Task requirements: Copy exactly the last part of the listing below, beginning at the line that contains "green grass patch" and including the final line.

Available data:
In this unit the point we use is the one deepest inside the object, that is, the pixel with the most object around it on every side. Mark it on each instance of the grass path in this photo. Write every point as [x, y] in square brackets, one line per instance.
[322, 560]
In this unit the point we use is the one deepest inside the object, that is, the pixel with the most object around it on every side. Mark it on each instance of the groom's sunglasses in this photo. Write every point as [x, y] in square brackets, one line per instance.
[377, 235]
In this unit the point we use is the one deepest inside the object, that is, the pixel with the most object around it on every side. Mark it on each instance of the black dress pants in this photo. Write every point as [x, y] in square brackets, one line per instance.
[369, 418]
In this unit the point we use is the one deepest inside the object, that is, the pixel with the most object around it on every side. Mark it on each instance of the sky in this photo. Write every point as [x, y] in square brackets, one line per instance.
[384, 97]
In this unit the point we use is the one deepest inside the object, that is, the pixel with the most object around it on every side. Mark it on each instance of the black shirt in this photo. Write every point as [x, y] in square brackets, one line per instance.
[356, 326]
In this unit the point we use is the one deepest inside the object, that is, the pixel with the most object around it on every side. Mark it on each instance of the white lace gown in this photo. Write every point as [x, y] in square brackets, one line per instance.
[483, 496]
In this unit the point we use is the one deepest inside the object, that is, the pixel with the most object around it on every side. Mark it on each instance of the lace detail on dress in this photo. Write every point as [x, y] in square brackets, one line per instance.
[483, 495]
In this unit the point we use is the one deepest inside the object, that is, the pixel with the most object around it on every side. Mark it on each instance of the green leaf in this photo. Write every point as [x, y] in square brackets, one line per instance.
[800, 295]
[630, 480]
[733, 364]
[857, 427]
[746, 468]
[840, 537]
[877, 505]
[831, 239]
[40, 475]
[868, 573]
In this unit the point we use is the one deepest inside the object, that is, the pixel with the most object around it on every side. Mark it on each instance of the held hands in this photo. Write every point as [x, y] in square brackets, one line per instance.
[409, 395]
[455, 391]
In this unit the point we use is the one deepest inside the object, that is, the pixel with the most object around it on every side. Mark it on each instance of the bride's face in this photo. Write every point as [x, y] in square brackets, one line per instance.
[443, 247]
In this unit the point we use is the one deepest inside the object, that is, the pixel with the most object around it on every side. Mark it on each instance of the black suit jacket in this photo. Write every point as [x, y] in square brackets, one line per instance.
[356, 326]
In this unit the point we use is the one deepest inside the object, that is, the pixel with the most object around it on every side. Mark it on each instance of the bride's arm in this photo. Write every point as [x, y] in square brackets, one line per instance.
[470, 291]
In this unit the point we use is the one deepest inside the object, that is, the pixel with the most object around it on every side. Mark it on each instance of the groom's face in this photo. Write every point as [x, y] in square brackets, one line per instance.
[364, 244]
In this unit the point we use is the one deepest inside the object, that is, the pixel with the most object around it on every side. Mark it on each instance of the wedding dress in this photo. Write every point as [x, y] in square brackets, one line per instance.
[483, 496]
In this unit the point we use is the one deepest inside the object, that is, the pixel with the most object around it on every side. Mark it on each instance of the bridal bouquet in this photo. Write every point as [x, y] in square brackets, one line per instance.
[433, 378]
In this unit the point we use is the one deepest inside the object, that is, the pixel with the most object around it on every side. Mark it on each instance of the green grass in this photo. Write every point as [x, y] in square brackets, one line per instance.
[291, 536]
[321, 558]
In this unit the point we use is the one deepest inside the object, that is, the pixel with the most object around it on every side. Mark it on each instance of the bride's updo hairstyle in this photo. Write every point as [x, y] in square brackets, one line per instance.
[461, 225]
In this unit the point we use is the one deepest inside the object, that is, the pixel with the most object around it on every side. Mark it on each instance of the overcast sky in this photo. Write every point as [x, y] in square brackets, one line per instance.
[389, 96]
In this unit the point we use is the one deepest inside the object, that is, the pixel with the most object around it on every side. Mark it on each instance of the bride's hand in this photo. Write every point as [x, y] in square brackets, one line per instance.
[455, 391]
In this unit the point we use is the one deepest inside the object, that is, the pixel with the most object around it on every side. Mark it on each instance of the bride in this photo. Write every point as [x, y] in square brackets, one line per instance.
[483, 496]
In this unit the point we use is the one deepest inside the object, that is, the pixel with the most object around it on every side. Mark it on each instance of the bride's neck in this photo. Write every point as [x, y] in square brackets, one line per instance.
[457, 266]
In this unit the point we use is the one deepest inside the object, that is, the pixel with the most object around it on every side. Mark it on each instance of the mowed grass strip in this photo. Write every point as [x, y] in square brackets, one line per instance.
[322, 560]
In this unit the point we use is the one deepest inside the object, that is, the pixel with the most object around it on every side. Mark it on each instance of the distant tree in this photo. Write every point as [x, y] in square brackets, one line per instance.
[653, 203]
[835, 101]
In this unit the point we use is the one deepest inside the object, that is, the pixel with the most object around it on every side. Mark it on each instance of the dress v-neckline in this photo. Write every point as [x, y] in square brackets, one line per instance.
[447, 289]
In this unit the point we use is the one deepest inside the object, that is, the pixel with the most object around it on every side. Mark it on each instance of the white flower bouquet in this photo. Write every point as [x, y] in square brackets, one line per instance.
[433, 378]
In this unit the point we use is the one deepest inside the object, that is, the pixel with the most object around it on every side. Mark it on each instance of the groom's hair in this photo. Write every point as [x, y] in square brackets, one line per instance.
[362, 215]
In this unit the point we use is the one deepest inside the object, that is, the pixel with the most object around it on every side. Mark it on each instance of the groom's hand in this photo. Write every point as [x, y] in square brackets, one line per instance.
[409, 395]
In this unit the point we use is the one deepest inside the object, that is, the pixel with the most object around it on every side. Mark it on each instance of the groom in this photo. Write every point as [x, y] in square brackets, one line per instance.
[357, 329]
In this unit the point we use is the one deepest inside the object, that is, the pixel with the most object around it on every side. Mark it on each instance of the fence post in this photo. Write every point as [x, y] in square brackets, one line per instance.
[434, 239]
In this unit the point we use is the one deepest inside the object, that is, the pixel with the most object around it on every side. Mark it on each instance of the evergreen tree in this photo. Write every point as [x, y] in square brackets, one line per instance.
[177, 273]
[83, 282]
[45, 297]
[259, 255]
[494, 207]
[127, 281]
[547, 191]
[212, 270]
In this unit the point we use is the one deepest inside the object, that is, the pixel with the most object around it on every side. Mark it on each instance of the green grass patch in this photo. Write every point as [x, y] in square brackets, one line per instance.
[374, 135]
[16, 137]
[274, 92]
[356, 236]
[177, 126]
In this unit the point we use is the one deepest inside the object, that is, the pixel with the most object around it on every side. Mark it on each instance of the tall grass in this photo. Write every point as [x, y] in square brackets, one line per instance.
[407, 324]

Response to the exercise:
In this unit the point we use is the one deepest inside the object, that is, the pixel with the most object around it on every side. Mark it on each instance of the green grass patch in this photo. Write every point as [x, y] in square brackets, one line per instance.
[374, 135]
[16, 137]
[274, 92]
[356, 236]
[177, 126]
In this unit the point we use is the one deepest inside the object, that is, the pixel with the most object around it on every side. Mark it on each instance of the tall grass in this photo. Write every point as [x, y] in square brackets, one line per instance.
[407, 324]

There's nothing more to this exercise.